## Estratto del documento
Con un clic è arrivata sul profilo Facebook del più vile dei suoi molestatori. Un altro clic e stava guardando chi erano i suoi amici. Pochi minuti dopo ha trovato la donna che stava cercando. «Cara Lamia», le ha scritto Kleinman, «volevo sapere se per caso ha un figlio che si chiama John». Per le persone che vengono prese di mira dai troll di internet, spesso la cosa più frustrante è l’assenza di una soluzione chiara. Se contrattacchi parlando pubblicamente della tua situazione, è probabile che ti stia rendendo un bersaglio ancora più grande. Se te ne stai tranquillo nella speranza che gli stalker online passino oltre, potresti avere o dare la sensazione di aver permesso che ti mettessero a tacere. Kleinman si era stancata di essere nella situazione in cui avrebbe avuto la peggio in ogni caso. «Non ho mai conosciuto John e mi dispiace moltissimo», ha scritto alla madre del troll, «le sto raccontando tutto questo solo nel caso in cui sia suo figlio. Se è così forse dovrebbe parlargli».

Kleinman aveva l’impressione di non avere molte alternative. Generalmente i social network sono restii a punire i troll, per paura di violare la libertà di parola. Su Twitter, per esempio, gli utenti possono bloccare un troll, ma così facendo si limitano a rimuovere i suoi commenti dalla propria timeline e non dal resto di Twitter. Chi è vittima di molestie può presentare dei reclami che potrebbero portare all’espulsione del troll dal sito: ma anche se ne scompare uno, ne potrebbero saltare fuori a decine di nuovi, come in un’angosciante versione di Acchiappa la talpa. Le persone che vengono molestate su internet possono rivolgersi alla polizia, ma le forze dell’ordine faticano a identificare e perseguire i molestatori online. Negli Stati Uniti gli atti di stalking o le molestie subite online da milioni di persone tra il 2010 e il 2013 hanno portato solo a dieci cause in tribunali federali, stando a uno studio della scrittrice Danielle Citron, autrice di Hate Crimes in Cyberspace. Quasi sempre queste situazioni coinvolgono più di un molestatore, decine o addirittura migliaia di persone che minacciano o diffondono una voce falsa sul conto della loro vittima. «Ogni persona che promuove quella voce è parte del problema, ma nessuna di loro è penalmente responsabile», ha detto Mary Anne Franks, direttrice per le politiche legislative della Cyber Civil Rights Initiative, che sostiene l’adozione di leggi per tutelare le vittime di molestie online. Non esiste un approccio universale per occuparsi dei troll, ha detto Franks, secondo cui provare a ragionare con queste persone non è una buona idea. «Non c’è niente che si possa dire a queste persone senza dar loro altro materiale», ha detto.

Righe di posizionamento dei punti:
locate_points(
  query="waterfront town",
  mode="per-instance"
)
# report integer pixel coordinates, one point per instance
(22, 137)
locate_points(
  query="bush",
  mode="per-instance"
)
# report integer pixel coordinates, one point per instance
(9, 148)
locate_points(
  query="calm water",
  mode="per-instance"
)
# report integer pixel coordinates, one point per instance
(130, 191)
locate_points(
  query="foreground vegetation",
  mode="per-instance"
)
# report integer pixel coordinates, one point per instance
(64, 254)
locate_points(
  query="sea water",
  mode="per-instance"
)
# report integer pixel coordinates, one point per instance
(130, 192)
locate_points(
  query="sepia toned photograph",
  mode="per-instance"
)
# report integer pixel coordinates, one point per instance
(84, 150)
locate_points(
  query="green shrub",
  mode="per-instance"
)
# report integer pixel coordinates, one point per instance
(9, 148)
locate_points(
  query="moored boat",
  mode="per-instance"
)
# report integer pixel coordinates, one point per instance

## Compiti da svolgere
**A)** Riscrivi per intero le righe di posizionamento dei punti, richieste comprese, aumentando di 85 ogni numero delle coordinate nelle risposte.
**B)** Prosegui il brano sulle molestie dei troll online dopo la sua ultima frase.

## Insieme delle risposte
**A)**
locate_points(
  query="waterfront town",
  mode="per-instance"
)
# report integer pixel coordinates, one point per instance
(107, 222)
locate_points(
  query="bush",
  mode="per-instance"
)
# report integer pixel coordinates, one point per instance
(94, 233)
locate_points(
  query="calm water",
  mode="per-instance"
)
# report integer pixel coordinates, one point per instance
(215, 276)
locate_points(
  query="foreground vegetation",
  mode="per-instance"
)
# report integer pixel coordinates, one point per instance
(149, 339)
locate_points(
  query="sea water",
  mode="per-instance"
)
# report integer pixel coordinates, one point per instance
(215, 277)
locate_points(
  query="sepia toned photograph",
  mode="per-instance"
)
# report integer pixel coordinates, one point per instance
(169, 235)
locate_points(
  query="green shrub",
  mode="per-instance"
)
# report integer pixel coordinates, one point per instance
(94, 233)
locate_points(
  query="moored boat",
  mode="per-instance"
)
# report integer pixel coordinates, one point per instance

**B)**
L’autore di video satirici Vic Berger l’ha imparato sulla sua pelle poco dopo l’inizio del “Pizzagate”. Negli Stati Uniti Berger è diventato famoso su internet creando dei video bizzarri sulla campagna elettorale per le presidenziali americane per il network Super Deluxe, che produce video online. Aveva iniziato a litigare su internet con Mike Cernovich, famoso sui social network per aver diffuso voci false sul conto di Hillary Clinton e dei suoi sostenitori durante le elezioni, oltre a teorie false sul Comet Ping Pong, la pizzeria di Washington al centro del “Pizzagate”. Quando Berger ha iniziato a prenderlo in giro su Twitter, sono intervenuti anche i suoi fan, mandando a Cernovich alcune immagini offensive, sostiene lui. Per tutta risposta, Cernovich ha ripetutamente accusato Berger di essere coinvolto in una rete di pedofili.

Berger ha provato a segnalare Cernovich a Twitter, che però non ha chiuso il suo account. Berger ha anche accusato Cernovich di aver incitato minacce di morte nei suoi confronti. Gli attacchi sono diventati più accesi. «Queste persone sanno piuttosto bene come manipolare il sistema e aggirare le regole senza violarle. Per questo è molto difficile», ha scritto Berger in un’email, «dopo un po’ ci si stufa di guardare questo tipo di contenuti disgustosi/carichi d’odio/negativi, e in qualche modo si deve andare oltre, per la propria salute mentale». Dopo che lo scorso mese un uomo armato con un fucile d’assalto è entrato al Comet Ping Pong per “investigare” sulle voci intorno al “Pizzagate“, Berger si è reso conto che esisteva la possibilità che le minacce nei suoi confronti si concretizzassero. Dopo aver contattato i suoi avvocati e la polizia, quindi, ha abbandonato Twitter, almeno temporaneamente finché la questione degli attacchi di Cernovich non verrà in qualche modo risolta. «Dover “darla vinta” a un tipo del genere è fastidioso», ha detto.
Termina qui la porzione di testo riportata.